• **PROVIDED RECORDS**
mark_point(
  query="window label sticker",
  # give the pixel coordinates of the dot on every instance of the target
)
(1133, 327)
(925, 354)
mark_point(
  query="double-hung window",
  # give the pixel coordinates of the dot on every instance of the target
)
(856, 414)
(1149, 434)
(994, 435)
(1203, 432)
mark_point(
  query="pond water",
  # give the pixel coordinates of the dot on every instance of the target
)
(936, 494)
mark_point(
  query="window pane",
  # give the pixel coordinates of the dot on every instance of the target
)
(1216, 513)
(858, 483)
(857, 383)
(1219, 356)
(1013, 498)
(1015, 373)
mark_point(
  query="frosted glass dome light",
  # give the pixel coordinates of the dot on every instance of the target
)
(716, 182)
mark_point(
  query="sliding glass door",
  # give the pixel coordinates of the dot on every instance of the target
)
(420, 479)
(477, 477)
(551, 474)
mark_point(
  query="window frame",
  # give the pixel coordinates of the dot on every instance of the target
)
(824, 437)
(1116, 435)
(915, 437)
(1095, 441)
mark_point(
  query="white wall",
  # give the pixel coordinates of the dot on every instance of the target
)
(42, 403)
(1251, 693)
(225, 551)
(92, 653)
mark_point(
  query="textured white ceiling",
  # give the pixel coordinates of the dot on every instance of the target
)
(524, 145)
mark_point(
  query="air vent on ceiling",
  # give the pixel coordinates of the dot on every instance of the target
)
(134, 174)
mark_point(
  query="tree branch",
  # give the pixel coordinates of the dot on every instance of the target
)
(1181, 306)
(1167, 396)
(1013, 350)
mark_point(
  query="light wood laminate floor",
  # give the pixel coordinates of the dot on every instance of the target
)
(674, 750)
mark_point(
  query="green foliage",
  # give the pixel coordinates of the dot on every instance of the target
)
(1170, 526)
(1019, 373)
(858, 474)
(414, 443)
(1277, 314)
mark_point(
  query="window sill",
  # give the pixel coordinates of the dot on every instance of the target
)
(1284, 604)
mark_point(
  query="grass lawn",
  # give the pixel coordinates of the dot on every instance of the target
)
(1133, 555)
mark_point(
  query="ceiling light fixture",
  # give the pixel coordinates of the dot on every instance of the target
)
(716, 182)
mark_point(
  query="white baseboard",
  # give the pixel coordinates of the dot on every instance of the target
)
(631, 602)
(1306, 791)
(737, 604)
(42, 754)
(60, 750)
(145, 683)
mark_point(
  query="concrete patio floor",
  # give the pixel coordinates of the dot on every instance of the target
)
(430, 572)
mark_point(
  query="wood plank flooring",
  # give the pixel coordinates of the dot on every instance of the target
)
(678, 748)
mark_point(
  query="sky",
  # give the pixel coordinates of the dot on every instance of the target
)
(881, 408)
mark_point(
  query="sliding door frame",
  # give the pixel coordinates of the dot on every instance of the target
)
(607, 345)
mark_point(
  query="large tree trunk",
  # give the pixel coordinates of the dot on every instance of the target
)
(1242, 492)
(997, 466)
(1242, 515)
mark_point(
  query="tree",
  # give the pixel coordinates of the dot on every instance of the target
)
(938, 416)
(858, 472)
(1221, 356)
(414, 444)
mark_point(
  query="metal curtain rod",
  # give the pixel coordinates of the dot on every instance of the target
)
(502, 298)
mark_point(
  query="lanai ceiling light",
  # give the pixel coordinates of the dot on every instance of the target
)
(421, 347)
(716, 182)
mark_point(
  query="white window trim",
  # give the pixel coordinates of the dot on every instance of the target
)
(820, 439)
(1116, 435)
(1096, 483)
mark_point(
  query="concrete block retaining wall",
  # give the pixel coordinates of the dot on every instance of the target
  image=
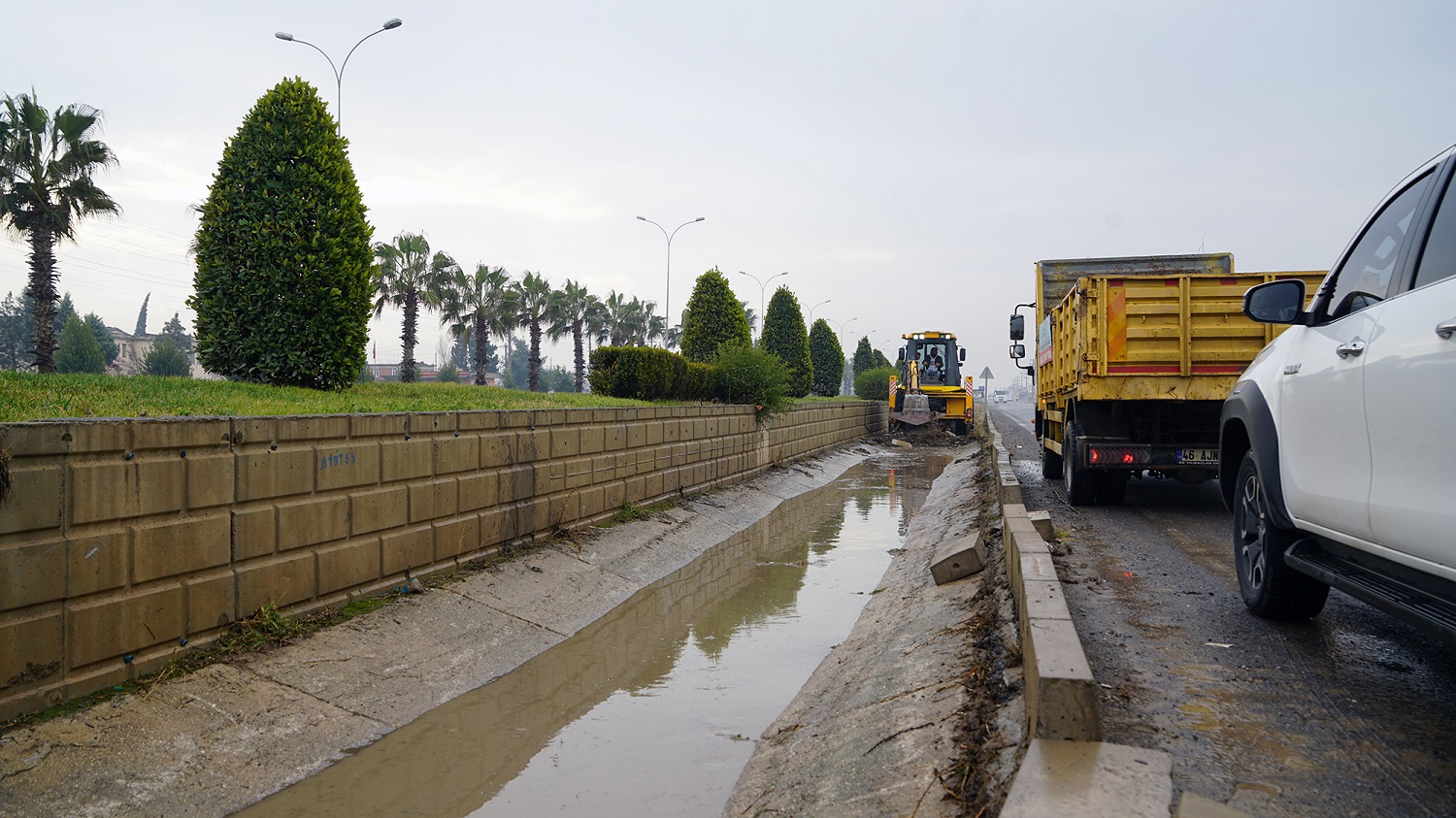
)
(125, 540)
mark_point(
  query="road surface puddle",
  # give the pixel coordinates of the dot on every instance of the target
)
(654, 707)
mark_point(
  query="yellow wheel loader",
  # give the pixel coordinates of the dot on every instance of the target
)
(929, 386)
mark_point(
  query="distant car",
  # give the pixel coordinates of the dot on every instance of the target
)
(1339, 442)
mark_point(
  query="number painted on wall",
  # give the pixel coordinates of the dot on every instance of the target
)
(335, 460)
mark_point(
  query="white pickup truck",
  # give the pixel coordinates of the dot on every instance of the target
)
(1339, 442)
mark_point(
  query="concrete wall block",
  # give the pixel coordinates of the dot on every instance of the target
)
(175, 434)
(407, 459)
(281, 579)
(37, 498)
(124, 623)
(31, 648)
(46, 439)
(515, 419)
(255, 532)
(312, 428)
(433, 500)
(387, 424)
(478, 491)
(517, 483)
(183, 546)
(550, 476)
(102, 489)
(407, 550)
(379, 509)
(457, 453)
(312, 521)
(212, 600)
(32, 573)
(347, 465)
(532, 445)
(593, 501)
(565, 442)
(497, 450)
(457, 536)
(210, 479)
(264, 472)
(98, 561)
(348, 565)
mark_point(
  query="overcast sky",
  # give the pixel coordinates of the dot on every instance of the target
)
(908, 162)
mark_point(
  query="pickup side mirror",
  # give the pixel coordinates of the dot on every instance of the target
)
(1275, 302)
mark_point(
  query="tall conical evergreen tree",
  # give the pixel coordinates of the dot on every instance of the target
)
(284, 278)
(713, 317)
(785, 337)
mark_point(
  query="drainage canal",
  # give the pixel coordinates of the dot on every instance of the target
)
(654, 707)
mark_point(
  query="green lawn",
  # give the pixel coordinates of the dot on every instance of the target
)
(28, 396)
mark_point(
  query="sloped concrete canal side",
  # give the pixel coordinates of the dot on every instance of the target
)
(914, 713)
(215, 741)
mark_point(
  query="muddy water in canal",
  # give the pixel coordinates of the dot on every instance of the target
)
(654, 707)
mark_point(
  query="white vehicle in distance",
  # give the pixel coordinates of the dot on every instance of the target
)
(1339, 442)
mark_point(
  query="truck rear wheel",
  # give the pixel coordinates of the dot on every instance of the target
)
(1079, 482)
(1050, 462)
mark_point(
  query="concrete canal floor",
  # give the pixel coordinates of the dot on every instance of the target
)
(914, 704)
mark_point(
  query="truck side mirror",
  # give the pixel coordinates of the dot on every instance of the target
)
(1275, 302)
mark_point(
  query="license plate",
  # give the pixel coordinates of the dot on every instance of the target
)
(1197, 456)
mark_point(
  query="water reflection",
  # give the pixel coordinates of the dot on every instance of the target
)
(649, 709)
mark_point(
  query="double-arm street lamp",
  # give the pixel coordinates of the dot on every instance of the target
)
(762, 285)
(667, 297)
(338, 72)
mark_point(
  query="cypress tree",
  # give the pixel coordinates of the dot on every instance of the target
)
(713, 317)
(785, 337)
(827, 357)
(284, 284)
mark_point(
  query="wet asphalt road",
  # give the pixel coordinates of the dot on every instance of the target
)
(1347, 715)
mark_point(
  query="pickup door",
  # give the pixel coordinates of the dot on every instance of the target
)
(1411, 395)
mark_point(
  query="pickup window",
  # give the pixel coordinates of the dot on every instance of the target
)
(1365, 278)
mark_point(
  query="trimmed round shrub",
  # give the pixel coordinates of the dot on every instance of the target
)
(874, 384)
(745, 375)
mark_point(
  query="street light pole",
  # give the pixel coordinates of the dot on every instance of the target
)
(338, 72)
(667, 299)
(762, 285)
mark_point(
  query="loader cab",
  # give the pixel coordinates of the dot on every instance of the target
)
(937, 357)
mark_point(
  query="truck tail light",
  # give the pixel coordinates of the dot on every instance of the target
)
(1117, 456)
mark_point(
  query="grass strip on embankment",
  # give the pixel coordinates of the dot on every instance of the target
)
(29, 396)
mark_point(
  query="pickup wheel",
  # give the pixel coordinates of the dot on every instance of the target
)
(1079, 482)
(1270, 588)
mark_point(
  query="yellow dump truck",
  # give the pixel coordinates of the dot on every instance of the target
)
(929, 386)
(1135, 357)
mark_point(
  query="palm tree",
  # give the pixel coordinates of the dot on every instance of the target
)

• **GOAL**
Print the records word for word and exclude any picture they hold.

• **RESPONSE TO THE TASK**
mark_point(
  query="window label sticker",
  # give the pixel coordinates of the dot on every instance of the target
)
(1133, 327)
(925, 354)
mark_point(
  query="double-hung window",
  # give the pixel coordinates of the dot on every instance of the target
)
(856, 414)
(1149, 434)
(994, 435)
(1203, 432)
mark_point(
  query="pond water",
  # give the pixel coordinates of the dot on every instance of the target
)
(936, 494)
mark_point(
  query="window pane",
  # give the pixel coordinates of the dot on every instance of the target
)
(1216, 513)
(858, 483)
(857, 383)
(1219, 356)
(1013, 498)
(1015, 373)
mark_point(
  query="frosted glass dome light",
  # give the pixel coordinates of the dot on every instance of the target
)
(716, 182)
mark_point(
  query="sliding glass door",
  # give the pixel coordinates of the dot on every instance of the target
)
(420, 479)
(477, 477)
(551, 474)
mark_point(
  query="window frame",
  # give the pixel coordinates of the dot on every instance of the target
)
(824, 437)
(1116, 435)
(915, 437)
(1095, 441)
mark_point(
  query="white wall",
  # give the pixel coordinates of the dot on every instance of the target
)
(42, 403)
(1251, 693)
(225, 551)
(92, 653)
mark_point(
  query="textured white ceiling",
  # give the pixel coordinates of the dot on every instance of the target
)
(524, 145)
mark_point(
  query="air vent on ceiling",
  # give the pixel coordinates of the dot on every instance of the target
)
(134, 174)
mark_point(
  query="tree branch",
  # give the pixel coordinates of the dot on every instance of the target
)
(1181, 306)
(1167, 396)
(1013, 350)
mark_point(
  query="light wood laminate floor",
  # give the pixel coordinates of the dot on every instance of the target
)
(674, 750)
mark_point(
  query="green foliage",
  # give the pixel coordinates of the dot on every instance of the target
)
(1170, 526)
(1019, 373)
(858, 474)
(414, 443)
(1277, 314)
mark_point(
  query="window sill",
  # give the pixel coordinates of the dot on every instance of the target
)
(1284, 604)
mark_point(
  query="grass lawn",
  # give the pixel coordinates of the dot on every instance of the target
)
(1133, 555)
mark_point(
  query="ceiling light fixture",
  # give the pixel coordinates of the dot on every instance of the target
)
(716, 182)
mark_point(
  query="white baseboard",
  # give the pixel coordinates of the dot on every instance of the target
)
(631, 602)
(1306, 791)
(737, 604)
(42, 754)
(60, 750)
(145, 683)
mark_point(
  query="concrete patio floor",
  # give the pixel coordinates of the dot on every instance of the target
)
(430, 572)
mark_point(
  query="wood plank flooring",
  # give the pixel coordinates of the dot on every instance of the target
)
(678, 748)
mark_point(
  query="sky",
  # give the pixel coordinates of the dot on every instance of the target
)
(881, 408)
mark_point(
  query="sliding door frame",
  # give the pixel coordinates of the dot on every instance of the target
)
(607, 345)
mark_point(
  query="large tree trunk",
  # give the pixel coordinates of the dot on every instance of the target
)
(1242, 492)
(997, 466)
(1242, 515)
mark_point(
  query="tree",
  # give the pixel coordinates of the dot on every instance of the target
)
(938, 416)
(858, 472)
(1221, 356)
(414, 444)
mark_point(
  query="metal curtain rod",
  # give the pixel coordinates of the dot on every instance of the target
)
(502, 298)
mark_point(
  query="lanai ceiling light",
  # give the pixel coordinates of the dot on every instance of the target
)
(421, 347)
(716, 182)
mark_point(
  query="white window trim",
  # give the pixel coordinates of the dot on every instance of the target
)
(820, 439)
(1116, 435)
(1096, 483)
mark_point(
  query="concrete block retaining wall",
  # give the pixel coordinates of the dot on every instance of the target
  image=
)
(125, 540)
mark_point(
  query="road surface puddle",
  # give the pixel coordinates of the dot on every instance of the target
)
(654, 707)
mark_point(
  query="yellow wheel loader",
  # give the pixel coordinates of the dot on every instance of the target
)
(929, 386)
mark_point(
  query="distant car",
  # give the pixel coordinates of the dot on every instance of the target
)
(1339, 442)
mark_point(
  query="number painted on wall",
  # give the pixel coordinates of the dot on every instance of the target
)
(335, 460)
mark_point(
  query="white pickup truck",
  # give the pixel coordinates of the dot on every instance of the target
)
(1339, 442)
mark_point(
  query="concrete wall block",
  # give the pixel coordinates of the dot on every instance of the target
)
(175, 434)
(407, 459)
(281, 579)
(37, 498)
(124, 623)
(31, 648)
(46, 439)
(515, 419)
(255, 532)
(312, 428)
(433, 500)
(387, 424)
(478, 491)
(517, 483)
(183, 546)
(550, 476)
(102, 489)
(407, 550)
(379, 509)
(457, 453)
(312, 521)
(212, 600)
(32, 573)
(347, 465)
(532, 445)
(593, 501)
(565, 442)
(497, 450)
(457, 536)
(210, 479)
(264, 472)
(98, 561)
(348, 565)
mark_point(
  query="overcast sky",
  # give the pixel coordinates of the dot on every instance of the target
)
(908, 162)
mark_point(
  query="pickup side mirror",
  # give the pixel coordinates of the dot on every instance of the target
)
(1275, 302)
mark_point(
  query="tall conical evergreen tree",
  # give the pixel coordinates of the dot on every instance of the target
)
(284, 278)
(713, 317)
(785, 337)
mark_point(
  query="drainage canal",
  # give the pixel coordinates of the dot on every instance of the target
)
(654, 707)
mark_point(
  query="green lawn",
  # give the pixel coordinates of the dot on every instance of the target
)
(28, 396)
mark_point(
  query="sloped concrete canal side",
  # give the pixel coordinates of the dot on every instance of the target
)
(914, 713)
(215, 741)
mark_point(
  query="muddy water in canal",
  # give the pixel coordinates of the dot on every instance of the target
)
(654, 707)
mark_point(
  query="white vehicle in distance",
  # give the pixel coordinates of the dot on every instance of the target
)
(1339, 442)
mark_point(
  query="truck rear wheel",
  # give the pixel coordinates of the dot on every instance of the target
)
(1079, 482)
(1050, 462)
mark_point(
  query="concrete canal floor",
  # give the pixel coordinates of the dot on every instance of the target
)
(914, 704)
mark_point(
  query="truck side mirror",
  # give the pixel coordinates of the dot on every instance of the target
)
(1275, 302)
mark_point(
  query="license plate",
  # give the pixel coordinates of the dot on every instance of the target
)
(1197, 456)
mark_point(
  query="water reflection",
  # give the pixel coordinates of the dot on every instance of the target
)
(649, 709)
mark_point(
  query="double-arm street lamp",
  # give the pixel coordinates of the dot on every instance of the target
)
(762, 285)
(667, 297)
(338, 72)
mark_point(
  query="cypress tree",
  # give the pixel coordinates of the dot on every instance of the target
)
(713, 317)
(785, 337)
(827, 357)
(284, 284)
mark_point(
  query="wet asphalt road",
  # give the pixel coordinates of the dot on every instance of the target
)
(1347, 715)
mark_point(
  query="pickup door",
  # give the pixel coordinates of the dot on every instance of the target
)
(1411, 395)
mark_point(
  query="pickup window",
  # give the pixel coordinates of the dot on every instance of the target
)
(1365, 278)
mark_point(
  query="trimmed round shrub",
  # give the pixel coordinates of the dot on every instance of the target
)
(874, 384)
(745, 375)
mark_point(
  query="street light pole",
  # give the pixel coordinates of the dot on every instance of the target
)
(338, 72)
(667, 299)
(762, 285)
mark_point(
  query="loader cab",
  # give the pixel coordinates of the dot on every instance of the target
)
(937, 357)
mark_point(
  query="truck tail light",
  # give the pixel coordinates of the dot on every instance of the target
)
(1117, 456)
mark_point(
  query="grass strip on embankment",
  # give the pixel coordinates of the dot on every instance of the target
)
(29, 396)
mark_point(
  query="pickup wheel",
  # give the pixel coordinates of the dot on every instance of the target
)
(1079, 482)
(1270, 588)
mark_point(
  query="yellow dump truck",
  # give the pixel coordinates of the dot on every instance of the target
)
(929, 386)
(1135, 357)
mark_point(
  query="palm tree",
  # give the pixel coordinates of the dot on every instance of the target
)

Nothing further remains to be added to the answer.